**Exercise directions:** Copy the lines below verbatim, but only from the line containing "Each instance receives one keypoint. Mark the green tree" through the end of the data.

**Recorded data:**

* BEGIN *

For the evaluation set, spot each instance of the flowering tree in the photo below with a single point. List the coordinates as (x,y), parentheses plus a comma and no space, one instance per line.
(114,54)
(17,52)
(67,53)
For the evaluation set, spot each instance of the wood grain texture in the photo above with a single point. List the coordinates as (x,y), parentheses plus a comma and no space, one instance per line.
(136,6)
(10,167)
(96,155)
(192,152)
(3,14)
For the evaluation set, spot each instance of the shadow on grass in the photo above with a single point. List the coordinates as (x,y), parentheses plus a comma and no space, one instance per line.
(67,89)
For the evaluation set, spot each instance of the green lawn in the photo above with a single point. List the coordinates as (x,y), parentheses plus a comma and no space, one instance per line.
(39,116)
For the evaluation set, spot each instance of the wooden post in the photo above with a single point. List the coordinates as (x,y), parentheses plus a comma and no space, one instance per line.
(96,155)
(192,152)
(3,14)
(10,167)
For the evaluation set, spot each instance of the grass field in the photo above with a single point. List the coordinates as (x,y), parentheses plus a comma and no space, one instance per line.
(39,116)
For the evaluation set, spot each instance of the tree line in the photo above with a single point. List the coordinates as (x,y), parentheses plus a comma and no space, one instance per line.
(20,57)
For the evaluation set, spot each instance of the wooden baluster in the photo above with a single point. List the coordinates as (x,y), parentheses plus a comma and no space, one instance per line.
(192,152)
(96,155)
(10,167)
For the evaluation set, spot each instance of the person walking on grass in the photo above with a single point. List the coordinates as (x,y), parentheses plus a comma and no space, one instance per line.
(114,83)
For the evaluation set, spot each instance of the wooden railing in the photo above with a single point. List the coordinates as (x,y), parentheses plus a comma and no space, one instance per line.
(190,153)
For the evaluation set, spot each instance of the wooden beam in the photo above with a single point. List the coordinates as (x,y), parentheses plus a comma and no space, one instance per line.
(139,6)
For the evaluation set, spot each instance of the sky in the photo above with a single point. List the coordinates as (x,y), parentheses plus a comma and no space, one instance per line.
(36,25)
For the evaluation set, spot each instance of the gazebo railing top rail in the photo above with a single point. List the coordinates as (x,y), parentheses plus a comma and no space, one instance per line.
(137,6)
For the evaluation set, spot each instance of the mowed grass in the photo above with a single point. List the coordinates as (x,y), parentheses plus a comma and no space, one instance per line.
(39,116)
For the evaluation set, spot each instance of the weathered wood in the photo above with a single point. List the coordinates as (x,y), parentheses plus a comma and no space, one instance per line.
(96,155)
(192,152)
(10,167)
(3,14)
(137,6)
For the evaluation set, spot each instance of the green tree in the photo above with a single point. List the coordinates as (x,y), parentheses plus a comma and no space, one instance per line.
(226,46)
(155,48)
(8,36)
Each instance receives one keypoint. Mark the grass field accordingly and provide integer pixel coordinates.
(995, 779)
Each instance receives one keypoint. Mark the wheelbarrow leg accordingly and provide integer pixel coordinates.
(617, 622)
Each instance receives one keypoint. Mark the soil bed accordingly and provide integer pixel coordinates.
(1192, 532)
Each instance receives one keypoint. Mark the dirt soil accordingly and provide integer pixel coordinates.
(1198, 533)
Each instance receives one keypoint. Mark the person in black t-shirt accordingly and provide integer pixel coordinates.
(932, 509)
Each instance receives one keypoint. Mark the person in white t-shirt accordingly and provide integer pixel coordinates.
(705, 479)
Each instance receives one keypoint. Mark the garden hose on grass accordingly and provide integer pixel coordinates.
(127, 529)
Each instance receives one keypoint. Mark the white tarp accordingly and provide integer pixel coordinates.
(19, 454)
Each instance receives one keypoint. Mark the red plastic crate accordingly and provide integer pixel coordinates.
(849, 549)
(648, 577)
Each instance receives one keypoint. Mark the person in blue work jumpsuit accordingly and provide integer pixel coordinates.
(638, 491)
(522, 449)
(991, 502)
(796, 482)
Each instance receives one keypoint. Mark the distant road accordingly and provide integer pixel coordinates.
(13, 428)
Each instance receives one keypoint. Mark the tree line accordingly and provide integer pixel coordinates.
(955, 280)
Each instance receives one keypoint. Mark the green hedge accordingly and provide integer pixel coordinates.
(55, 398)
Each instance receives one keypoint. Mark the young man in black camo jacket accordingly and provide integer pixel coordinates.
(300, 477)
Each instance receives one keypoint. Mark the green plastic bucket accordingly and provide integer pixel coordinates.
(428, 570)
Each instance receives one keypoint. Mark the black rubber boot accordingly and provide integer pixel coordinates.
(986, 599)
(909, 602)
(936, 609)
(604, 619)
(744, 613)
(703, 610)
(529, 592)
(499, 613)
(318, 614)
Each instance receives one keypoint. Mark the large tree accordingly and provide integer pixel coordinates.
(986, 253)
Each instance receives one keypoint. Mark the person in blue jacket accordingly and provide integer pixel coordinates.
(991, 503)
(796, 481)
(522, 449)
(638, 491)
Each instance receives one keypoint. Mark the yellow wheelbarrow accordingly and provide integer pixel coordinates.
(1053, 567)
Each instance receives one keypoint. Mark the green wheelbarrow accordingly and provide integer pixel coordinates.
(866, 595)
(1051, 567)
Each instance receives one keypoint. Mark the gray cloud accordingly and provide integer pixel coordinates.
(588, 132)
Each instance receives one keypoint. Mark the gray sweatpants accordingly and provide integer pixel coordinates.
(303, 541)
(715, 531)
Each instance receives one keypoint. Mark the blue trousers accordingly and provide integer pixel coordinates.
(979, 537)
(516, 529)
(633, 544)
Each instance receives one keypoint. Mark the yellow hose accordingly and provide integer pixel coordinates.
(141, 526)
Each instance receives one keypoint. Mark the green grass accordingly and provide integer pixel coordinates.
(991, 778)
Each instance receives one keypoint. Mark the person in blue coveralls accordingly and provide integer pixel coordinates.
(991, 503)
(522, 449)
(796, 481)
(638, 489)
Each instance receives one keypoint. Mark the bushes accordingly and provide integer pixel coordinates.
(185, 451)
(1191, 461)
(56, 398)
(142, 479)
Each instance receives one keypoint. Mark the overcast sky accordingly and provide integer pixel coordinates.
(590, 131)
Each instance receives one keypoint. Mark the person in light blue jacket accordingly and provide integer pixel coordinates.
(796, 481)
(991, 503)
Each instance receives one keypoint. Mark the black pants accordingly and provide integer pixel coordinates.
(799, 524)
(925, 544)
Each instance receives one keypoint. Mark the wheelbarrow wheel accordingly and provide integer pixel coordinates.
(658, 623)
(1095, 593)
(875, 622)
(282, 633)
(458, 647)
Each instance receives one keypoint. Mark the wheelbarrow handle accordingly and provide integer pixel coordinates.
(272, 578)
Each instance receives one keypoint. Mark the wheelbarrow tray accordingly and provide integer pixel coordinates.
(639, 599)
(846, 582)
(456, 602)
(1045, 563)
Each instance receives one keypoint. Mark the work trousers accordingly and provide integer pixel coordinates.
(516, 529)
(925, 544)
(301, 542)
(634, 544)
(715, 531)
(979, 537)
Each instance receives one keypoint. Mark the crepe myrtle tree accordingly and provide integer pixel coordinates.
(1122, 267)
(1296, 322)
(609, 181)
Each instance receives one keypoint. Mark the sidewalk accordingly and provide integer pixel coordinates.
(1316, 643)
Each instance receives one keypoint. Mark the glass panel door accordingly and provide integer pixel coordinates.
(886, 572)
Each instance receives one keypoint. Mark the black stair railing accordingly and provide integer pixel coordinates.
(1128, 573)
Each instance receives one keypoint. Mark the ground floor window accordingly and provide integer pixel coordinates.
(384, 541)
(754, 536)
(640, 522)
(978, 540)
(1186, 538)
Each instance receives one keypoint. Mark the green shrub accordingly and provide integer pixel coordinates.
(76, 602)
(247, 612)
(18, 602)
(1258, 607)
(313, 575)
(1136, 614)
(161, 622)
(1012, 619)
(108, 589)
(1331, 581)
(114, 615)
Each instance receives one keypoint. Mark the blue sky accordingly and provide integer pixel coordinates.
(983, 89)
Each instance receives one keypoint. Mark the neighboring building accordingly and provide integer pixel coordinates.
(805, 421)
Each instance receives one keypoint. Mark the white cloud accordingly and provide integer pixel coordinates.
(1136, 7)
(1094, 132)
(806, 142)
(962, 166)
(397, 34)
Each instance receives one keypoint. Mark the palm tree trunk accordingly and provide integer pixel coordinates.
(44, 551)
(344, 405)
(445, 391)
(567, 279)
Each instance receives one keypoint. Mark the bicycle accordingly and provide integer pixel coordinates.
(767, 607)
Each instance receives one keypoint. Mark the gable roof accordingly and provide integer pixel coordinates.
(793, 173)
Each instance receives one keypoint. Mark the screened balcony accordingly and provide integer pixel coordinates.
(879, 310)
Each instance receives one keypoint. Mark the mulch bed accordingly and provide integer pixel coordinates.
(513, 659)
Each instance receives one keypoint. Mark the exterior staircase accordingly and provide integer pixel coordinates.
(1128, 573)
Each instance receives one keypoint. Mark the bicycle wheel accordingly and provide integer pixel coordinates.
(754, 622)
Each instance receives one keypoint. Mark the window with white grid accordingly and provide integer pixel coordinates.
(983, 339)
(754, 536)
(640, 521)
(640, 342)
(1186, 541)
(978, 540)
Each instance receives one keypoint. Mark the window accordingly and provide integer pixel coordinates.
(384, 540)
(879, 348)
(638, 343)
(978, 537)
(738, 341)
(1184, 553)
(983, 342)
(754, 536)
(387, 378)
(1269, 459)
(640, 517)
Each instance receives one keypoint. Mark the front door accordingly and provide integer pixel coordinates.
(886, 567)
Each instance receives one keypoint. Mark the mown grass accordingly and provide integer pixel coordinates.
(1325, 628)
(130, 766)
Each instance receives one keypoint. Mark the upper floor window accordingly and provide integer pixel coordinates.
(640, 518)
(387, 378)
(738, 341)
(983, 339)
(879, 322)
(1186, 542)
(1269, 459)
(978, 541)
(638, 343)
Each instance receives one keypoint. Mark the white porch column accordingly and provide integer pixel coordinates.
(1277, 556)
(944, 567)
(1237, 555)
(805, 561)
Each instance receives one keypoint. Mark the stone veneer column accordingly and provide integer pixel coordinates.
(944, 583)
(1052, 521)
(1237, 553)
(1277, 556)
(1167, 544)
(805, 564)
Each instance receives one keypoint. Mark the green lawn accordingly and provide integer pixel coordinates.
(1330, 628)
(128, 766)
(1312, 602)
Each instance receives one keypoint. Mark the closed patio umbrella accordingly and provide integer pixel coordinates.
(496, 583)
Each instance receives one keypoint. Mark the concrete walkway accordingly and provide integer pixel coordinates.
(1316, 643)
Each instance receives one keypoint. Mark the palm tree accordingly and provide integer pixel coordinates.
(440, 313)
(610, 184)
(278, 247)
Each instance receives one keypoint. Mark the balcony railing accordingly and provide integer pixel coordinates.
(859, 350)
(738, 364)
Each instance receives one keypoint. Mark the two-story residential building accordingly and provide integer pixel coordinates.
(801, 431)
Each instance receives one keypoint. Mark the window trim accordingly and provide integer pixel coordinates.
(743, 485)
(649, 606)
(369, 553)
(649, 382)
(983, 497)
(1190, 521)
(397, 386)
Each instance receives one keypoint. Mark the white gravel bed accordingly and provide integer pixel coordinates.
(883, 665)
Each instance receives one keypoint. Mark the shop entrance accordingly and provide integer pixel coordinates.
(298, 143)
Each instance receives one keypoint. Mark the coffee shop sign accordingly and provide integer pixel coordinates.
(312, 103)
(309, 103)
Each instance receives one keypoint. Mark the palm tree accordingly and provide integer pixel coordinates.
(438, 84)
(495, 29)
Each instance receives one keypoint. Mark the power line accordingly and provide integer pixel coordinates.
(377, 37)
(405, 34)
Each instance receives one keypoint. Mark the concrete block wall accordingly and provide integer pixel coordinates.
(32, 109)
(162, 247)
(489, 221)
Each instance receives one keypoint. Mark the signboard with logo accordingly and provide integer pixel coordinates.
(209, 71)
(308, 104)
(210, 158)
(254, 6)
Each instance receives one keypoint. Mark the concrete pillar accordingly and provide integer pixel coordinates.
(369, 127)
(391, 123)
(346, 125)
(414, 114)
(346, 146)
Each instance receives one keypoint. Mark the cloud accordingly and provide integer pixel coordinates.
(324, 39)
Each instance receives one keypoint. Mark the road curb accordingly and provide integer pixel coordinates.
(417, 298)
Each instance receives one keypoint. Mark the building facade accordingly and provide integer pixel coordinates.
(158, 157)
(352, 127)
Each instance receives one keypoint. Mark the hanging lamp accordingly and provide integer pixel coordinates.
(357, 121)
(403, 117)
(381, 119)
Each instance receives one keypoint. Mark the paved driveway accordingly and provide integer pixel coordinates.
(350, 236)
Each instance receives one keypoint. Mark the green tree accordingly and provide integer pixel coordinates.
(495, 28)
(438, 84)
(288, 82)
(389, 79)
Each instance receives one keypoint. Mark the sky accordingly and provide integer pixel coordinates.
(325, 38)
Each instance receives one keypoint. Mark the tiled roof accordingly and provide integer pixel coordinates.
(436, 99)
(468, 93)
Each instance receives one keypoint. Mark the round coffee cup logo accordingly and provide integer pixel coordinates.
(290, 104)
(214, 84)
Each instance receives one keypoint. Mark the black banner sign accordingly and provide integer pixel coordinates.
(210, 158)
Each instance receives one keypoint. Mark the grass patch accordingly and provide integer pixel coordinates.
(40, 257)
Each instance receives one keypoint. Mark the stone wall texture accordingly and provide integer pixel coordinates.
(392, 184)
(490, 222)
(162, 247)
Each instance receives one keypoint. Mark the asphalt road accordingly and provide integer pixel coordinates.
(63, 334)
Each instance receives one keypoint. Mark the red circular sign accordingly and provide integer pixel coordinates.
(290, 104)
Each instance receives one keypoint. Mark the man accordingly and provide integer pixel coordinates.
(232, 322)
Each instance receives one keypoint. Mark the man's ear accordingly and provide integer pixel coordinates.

* END *

**Written response:**
Each instance receives one keypoint. Mark the green tree accordingly and provide integer pixel coordinates.
(495, 28)
(438, 84)
(288, 82)
(389, 79)
Each instance receives one keypoint. Mark the sky accordingly and provide integer pixel coordinates.
(325, 38)
Each instance receives one keypoint. Mark the tiled roof accordingly and provide integer pixel coordinates.
(436, 99)
(468, 93)
Each instance receives one keypoint. Mark the round coffee cup logo accordingly and provide integer pixel coordinates.
(290, 104)
(214, 84)
Each instance receives one keypoint. Mark the black banner sign accordingly and provide integer pixel coordinates.
(210, 158)
Each instance receives one keypoint. Mark the grass patch accordingly and provide integer pixel coordinates.
(40, 257)
Each instance receives one keypoint. Mark the stone wall texture accordingly and provide integer pixel coordinates.
(392, 184)
(490, 222)
(162, 247)
Each instance receives one keypoint. Mark the asphalt road accordingly and provide integer pixel coordinates.
(63, 334)
Each instance receives one keypoint. Mark the red circular sign accordingly and provide integer pixel coordinates.
(290, 104)
Each instance receives one keypoint. Mark the man accordingly and provide integer pixel coordinates.
(232, 322)
Each instance receives one keypoint. Mark the man's ear accordingly and provide integer pixel coordinates.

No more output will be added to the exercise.